**EXTRACTED TEXT**
What I am saying is that July 31 is not a practical date. It should be stressed that it is not about the date, but finding trust with each other.
“Unfortunately, there are some people who have a big brother attitude. Let us work together and let us not attack each other in public,” Mujuru said as she signed an electoral pact with Gilbert Dzikiti of the Democratic Assembly for Restoration and Empowerment (Dare).
Mujuru is already running her own parallel campaign and judging by her statements she is convinced of having a better chance of unseating President Mugabe than Tsvangirai.
Mujuru recently addressed party youths during an interactive meeting at Rylands Farm, Harare where she said that she was just a transitional leader as younger people should take over the running of the country.
“As young people, you must use your education to mobilise voters because leaders of my generation are now old.
I am 62 years old, so you must take advantage of the little time that you have with me to learn about leadership because the future belongs to you,” she said.
Analysts believe the leadership bickering within the opposition camp augers well for Zanu-PF, which despite its own internal contradictions is solidly united behind President Mugabe as its candidate for 2018.
Political analyst Takaedza Nyawanza said the advantage that Zanu-PF has was that it was structurally stronger than all the opposition parties combined.
“Zanu-PF is structurally well oiled. All other opposition political parties are structurally weak particularly in rural areas where the country’s larger population resides.

**LISTED ENTRIES**
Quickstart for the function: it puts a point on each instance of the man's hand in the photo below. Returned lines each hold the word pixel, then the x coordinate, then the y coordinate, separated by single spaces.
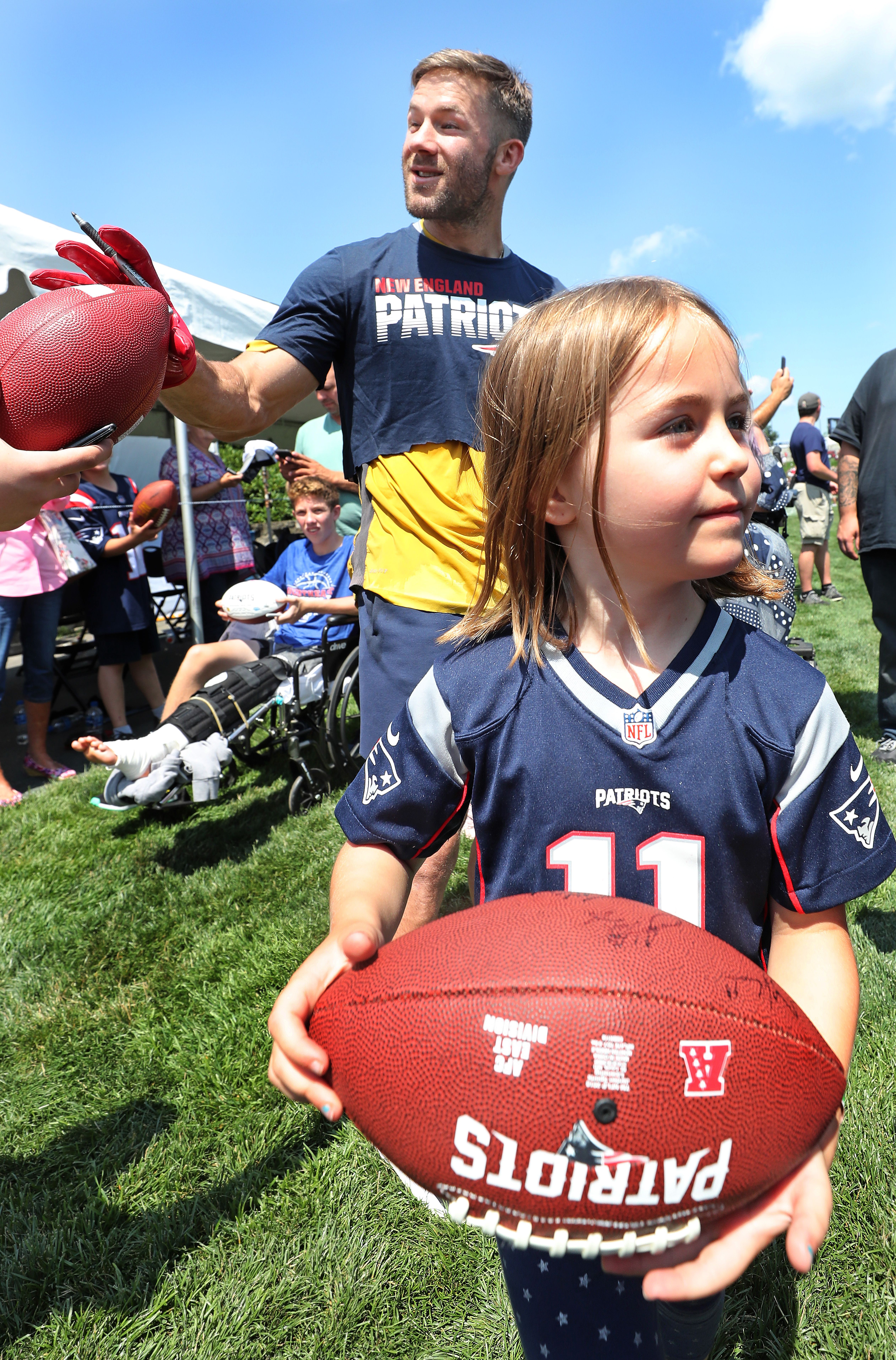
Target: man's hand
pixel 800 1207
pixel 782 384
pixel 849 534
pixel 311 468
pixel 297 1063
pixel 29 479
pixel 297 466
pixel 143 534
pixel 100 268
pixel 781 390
---
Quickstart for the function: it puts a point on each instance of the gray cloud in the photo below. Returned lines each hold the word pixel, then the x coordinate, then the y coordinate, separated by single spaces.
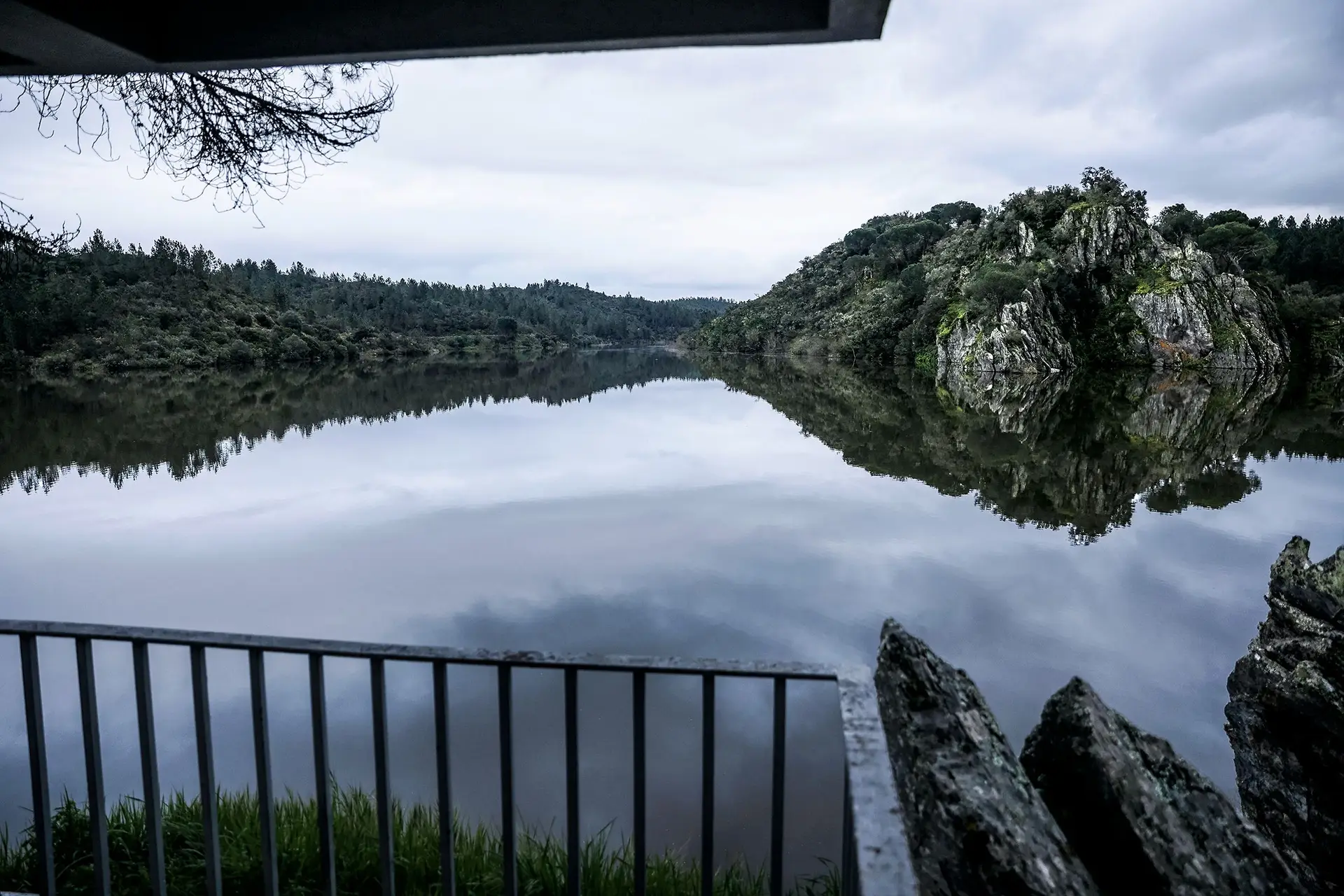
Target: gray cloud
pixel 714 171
...
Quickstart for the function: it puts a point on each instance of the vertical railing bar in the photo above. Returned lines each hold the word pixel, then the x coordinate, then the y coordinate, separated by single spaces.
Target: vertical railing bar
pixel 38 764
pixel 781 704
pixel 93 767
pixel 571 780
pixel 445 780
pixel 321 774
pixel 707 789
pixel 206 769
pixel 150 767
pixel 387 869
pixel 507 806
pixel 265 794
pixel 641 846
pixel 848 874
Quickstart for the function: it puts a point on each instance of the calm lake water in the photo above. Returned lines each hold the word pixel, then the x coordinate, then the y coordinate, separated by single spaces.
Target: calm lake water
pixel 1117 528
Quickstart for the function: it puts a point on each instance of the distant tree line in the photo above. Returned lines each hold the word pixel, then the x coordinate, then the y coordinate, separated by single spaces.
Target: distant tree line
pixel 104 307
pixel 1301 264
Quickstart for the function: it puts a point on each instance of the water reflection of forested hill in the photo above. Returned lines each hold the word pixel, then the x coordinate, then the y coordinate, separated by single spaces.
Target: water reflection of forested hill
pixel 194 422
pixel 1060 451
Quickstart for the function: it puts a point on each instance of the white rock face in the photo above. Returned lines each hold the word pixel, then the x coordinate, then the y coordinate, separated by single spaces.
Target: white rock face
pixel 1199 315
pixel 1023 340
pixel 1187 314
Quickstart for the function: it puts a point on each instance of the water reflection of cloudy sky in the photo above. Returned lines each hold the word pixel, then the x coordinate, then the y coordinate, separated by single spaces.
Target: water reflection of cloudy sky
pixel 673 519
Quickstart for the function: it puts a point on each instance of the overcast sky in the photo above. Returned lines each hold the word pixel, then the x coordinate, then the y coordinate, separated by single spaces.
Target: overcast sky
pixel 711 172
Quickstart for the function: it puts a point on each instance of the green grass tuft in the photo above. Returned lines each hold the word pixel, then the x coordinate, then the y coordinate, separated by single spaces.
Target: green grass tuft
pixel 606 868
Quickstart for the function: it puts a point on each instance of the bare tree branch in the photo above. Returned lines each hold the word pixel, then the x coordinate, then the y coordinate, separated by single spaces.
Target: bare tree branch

**TASK REQUIREMENTS**
a – In the news excerpt on Zimbabwe's opposition politics, where did Mujuru meet with party youths?
b – Carry on the news excerpt on Zimbabwe's opposition politics from the point where it stops.
The entries have nothing to do with this work.

**RESPONSES TO THE EXERCISE**
a – At Rylands Farm, Harare.

b –
You can identify a Zanu-PF cell, ward, district and provincial member even at village level but the same cannot be said of the MDC-T or any other political entities,” said Nyawanza.
Nyawanza said despite his advanced age, President Mugabe will win the elections because of the enduring reforms he has implemented during his rule especially on the issue of land and indigenization.
Nyawanza scoffed at calls by MDC-T leader for the biometric voting equipment to be purchased by the United Nations as a lame excuses of a failed leader.
“Zimbabwe is a sovereign functional democracy. Why should it bestow the holding of its elections to a UN body as if it’s a pariah state?
Tsvangirai may be aware that he has no chance of defeating President Mugabe and is already throwing innuendos to illegitimatise the election outcome.”
The Zimbabwe Election Support Network (ZESN), a non-governmental organization that deals with voter education, has thrown its support behind the BVR system saying it will enhance transparency in that it will capture particular biometric features like finger print or facial image of every voter, storing it in an automated system.
When an individual attends on polling day, he or she will be identified by their finger print or facial image.
In a statement, which rubbishes the opposition’s reservations over the new system, ZESN said: “This will replace the current manual system which relies on the national identification (ID) number and ID picture for purposes of authenticating the identity of the voter on polling day. Under the current system, when a person registers to vote, they must supply their national ID and on polling day, their identity will be verified against that ID.
This manual system is slow, inefficient and fraught with risks of duplicate registrations and double-voting.”
In terms of Section 239 of the Constitution, the sole responsibility of registering voters and compiling a voters’ roll rests with ZEC.
The commission compiles voters’ rolls and registers and ensures the proper custody and maintenance of such.
A number of countries in Africa are increasingly turning to the biometric voter registers to promote fair and credible elections.
BVR systems have gained favour because they prevent duplicate registrations, easier to use when registering and identifying voters, are more inclusive and promote a quick and efficient process of voting.
According to ZESN, the voting population for the entire country is projected to increase from 6.8 million in 2012 to 7.2 million in 2018. Of the 7.2 million, approximately 3.3 million are men while 3.9 million are women.